* INSTRUÇÕES DO EXERCÍCIO
Continue o texto sobre a renda básica universal a partir da última frase dele.

O que não falta, portanto, à renda básica é espirito libertário ecológico e humanista. O espírito está lá, escondidinho como que não querendo desagradar os poderosos, esperando e envelhecendo como um Fourier a espera do seu patrono encantado que realize sua fantasia.

Não conseguimos, até agora, construir os sistemas que tanto carecemos em escala verdadeiramente universal, não escapamos ainda completamente da eterna utopia, não porque as massas estejam imbecilizadas, mas porque o ideal de universalidade é tão pobre e delimitado quanto as proposições e projetos que o manifestam. E me incluo nesta crítica.

Por isso faço questão de dizer de novo, com todos as letras:

Nenhuma renda básica nacional ou local, se fechada para o mundo, jamais será uma renda básica universal. E se não ficou claro, permitam-me continuar sendo repetitivo (até cair duro ou sairmos do lugar).

Não estou querendo afirmar com isso que os Estados não devam pagar a renda básica aos povos cuja propriedade e riquezas eles explora e detêm. Ou que pequenas comunidades não possam pagar nem receber renda básica inclusive uma as outras, mas justamente o contrário! Estou dizendo que os Estados, todos eles, têm a renda básica como obrigação e dívida com todos os povos do mundo.

O fato dos direitos universais não estarem restrito a nenhuma fronteira nacional não exime os estados-nacionais de dar cumprimento as suas obrigações humanitárias fora dos seus territórios, justamente o contrário, os obriga a cumprir dívidas e obrigações com todos os povos e pessoas, não importando sua cidadania, origem ou localidade.

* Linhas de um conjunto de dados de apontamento

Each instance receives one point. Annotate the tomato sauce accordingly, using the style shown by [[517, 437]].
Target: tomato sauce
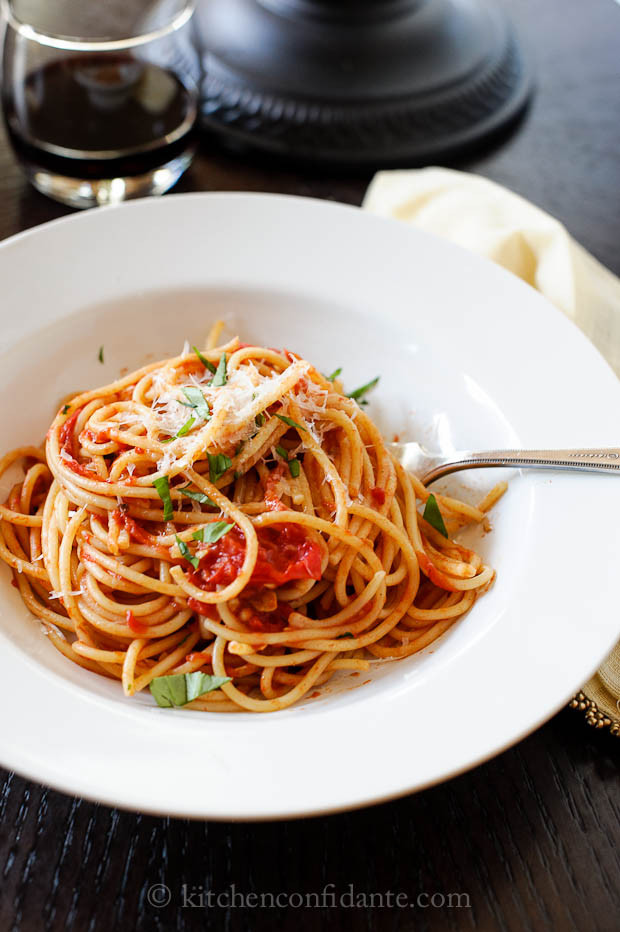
[[285, 553], [136, 532], [68, 446], [436, 576], [378, 496]]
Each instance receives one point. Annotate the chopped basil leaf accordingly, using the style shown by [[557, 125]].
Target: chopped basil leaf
[[197, 401], [219, 378], [433, 515], [199, 497], [163, 490], [213, 532], [361, 391], [218, 464], [186, 427], [208, 365], [180, 688], [290, 422], [181, 432], [186, 552]]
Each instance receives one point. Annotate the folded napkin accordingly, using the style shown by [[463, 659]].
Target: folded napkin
[[492, 221]]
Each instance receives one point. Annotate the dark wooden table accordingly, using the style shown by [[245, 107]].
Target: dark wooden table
[[529, 840]]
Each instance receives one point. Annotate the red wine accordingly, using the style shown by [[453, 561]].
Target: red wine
[[100, 116]]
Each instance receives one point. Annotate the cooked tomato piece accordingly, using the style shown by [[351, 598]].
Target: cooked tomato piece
[[285, 553]]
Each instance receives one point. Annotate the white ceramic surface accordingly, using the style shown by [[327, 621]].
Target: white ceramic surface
[[467, 355]]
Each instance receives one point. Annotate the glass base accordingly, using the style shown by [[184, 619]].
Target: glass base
[[83, 193]]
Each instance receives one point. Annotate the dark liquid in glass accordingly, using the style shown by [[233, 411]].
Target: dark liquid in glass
[[100, 116]]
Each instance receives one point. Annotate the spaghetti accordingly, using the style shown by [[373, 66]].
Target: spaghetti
[[231, 520]]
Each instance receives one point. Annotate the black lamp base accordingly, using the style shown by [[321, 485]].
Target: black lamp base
[[359, 82]]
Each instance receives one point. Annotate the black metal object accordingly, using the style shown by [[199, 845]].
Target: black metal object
[[359, 82]]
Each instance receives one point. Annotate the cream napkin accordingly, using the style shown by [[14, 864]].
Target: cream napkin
[[492, 221]]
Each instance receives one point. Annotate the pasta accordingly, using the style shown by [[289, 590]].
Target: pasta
[[229, 528]]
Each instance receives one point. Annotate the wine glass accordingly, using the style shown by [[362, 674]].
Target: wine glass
[[100, 100]]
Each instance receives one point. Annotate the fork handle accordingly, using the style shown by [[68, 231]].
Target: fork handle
[[581, 460]]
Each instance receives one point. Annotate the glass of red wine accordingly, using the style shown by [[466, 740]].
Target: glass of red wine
[[100, 99]]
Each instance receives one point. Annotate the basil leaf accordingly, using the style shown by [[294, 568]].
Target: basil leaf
[[361, 391], [290, 422], [163, 490], [186, 552], [198, 401], [220, 377], [208, 365], [199, 497], [433, 515], [218, 464], [186, 427], [180, 688], [213, 532]]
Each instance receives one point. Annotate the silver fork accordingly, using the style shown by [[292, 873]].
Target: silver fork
[[429, 466]]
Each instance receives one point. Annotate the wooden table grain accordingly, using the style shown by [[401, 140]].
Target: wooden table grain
[[528, 841]]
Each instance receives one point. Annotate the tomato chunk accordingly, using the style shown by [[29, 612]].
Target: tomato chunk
[[285, 553]]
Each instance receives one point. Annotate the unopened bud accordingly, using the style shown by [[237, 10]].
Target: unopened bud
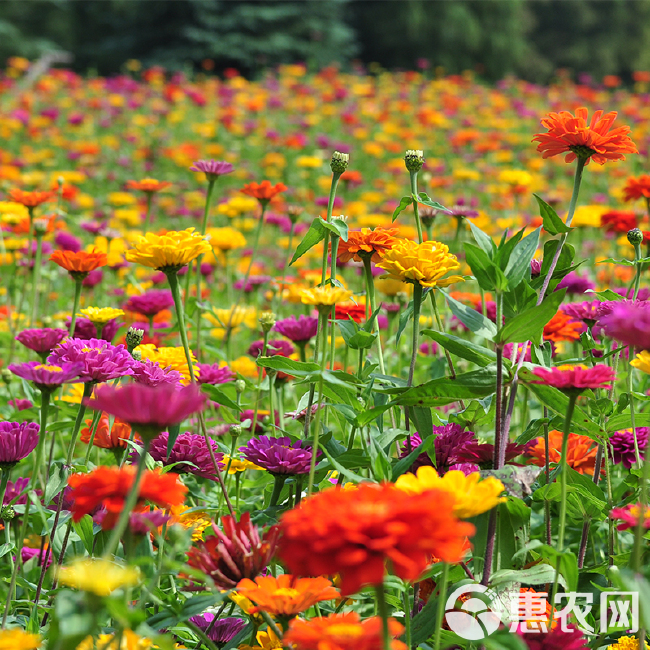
[[414, 159], [340, 162], [635, 236]]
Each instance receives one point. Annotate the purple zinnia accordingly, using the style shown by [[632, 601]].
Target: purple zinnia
[[101, 361], [189, 455], [297, 330], [214, 374], [17, 441], [47, 377], [629, 323], [622, 443], [279, 455], [212, 168], [222, 631], [41, 340]]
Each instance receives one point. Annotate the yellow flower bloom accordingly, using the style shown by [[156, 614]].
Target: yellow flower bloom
[[472, 496], [16, 639], [100, 315], [173, 249], [425, 263], [100, 577], [642, 361], [325, 296]]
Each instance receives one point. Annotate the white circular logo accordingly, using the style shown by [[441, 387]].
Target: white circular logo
[[475, 620]]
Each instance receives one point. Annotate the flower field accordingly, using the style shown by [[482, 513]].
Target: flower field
[[323, 362]]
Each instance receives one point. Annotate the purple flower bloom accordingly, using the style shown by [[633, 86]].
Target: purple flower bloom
[[223, 630], [17, 441], [190, 453], [101, 360], [622, 443], [150, 411], [41, 340], [629, 323], [214, 374], [279, 455], [212, 168], [48, 377], [275, 347], [300, 330], [151, 374], [150, 303]]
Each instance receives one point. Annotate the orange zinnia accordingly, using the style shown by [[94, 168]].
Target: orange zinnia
[[562, 328], [81, 262], [594, 139], [286, 595], [29, 199], [110, 486], [149, 185], [357, 532], [115, 438], [637, 188], [366, 242], [342, 632], [581, 455], [263, 191]]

* RESPOSTA ESCRITA
Os Estados Nacionais e suas corporações transnacionais não só têm a obrigação de pagar esse dividendo social na razão necessária para que todos vivam livre, em paz, dentro do território natural onde controlam política e economicamente estes recursos, mas como também a corresponsabilidade humanitária com todos os povos do mundo de restituir esse direito natural a cada habitante do planeta. E esta é uma obrigação diretamente proporcional a exata medida aos privilégios e riquezas naturais que extraem com a exploração da privações primitivas do bem comum das populações e monopólio violento desse meios ambientais e vitais, seja como tributos, seja como capitais privados e transnacionais.

Não há problema nenhum em governos e Estados nacionais paguem renda básica, desde que o façam de fato como tal: universal e incondicionalmente. Que seus demagogos tomem isto como desafio, se os impérios, tiranos, e podres de rico do mundo passarem a garantir qualquer renda básica, engulo minhas palavras e me curvo até levantar bem minha bunda para eles. E não precisa ser do seu patrimônio particular, não. Não quero um centavo da herança nem riqueza de ninguém. Mas só dos patrimônios e orçamentos públicos que não pertencem, mas compõe seus privilégios, subsídios, e despesas em armamento, guerra, etc.

Não me entendam mal, este texto não é uma ruptura com aliados que tenham visões ou propostas mais restritas, muito pelo contrário é um chamamento para que mesmo dentro delas não percamos o espirito da renda básica e nosso ideal em comum.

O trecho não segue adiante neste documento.